» Recorded information

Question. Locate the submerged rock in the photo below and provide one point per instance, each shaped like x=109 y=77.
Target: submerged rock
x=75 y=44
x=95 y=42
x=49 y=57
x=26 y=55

» Exercise brief
Can you rewrite the entries with every "submerged rock" renamed to "sunken rock" and everything else left unchanged?

» Written answer
Question. Locate the sunken rock in the photo below and provide one point per instance, each shaped like x=109 y=77.
Target: sunken rock
x=75 y=44
x=95 y=42
x=49 y=57
x=26 y=55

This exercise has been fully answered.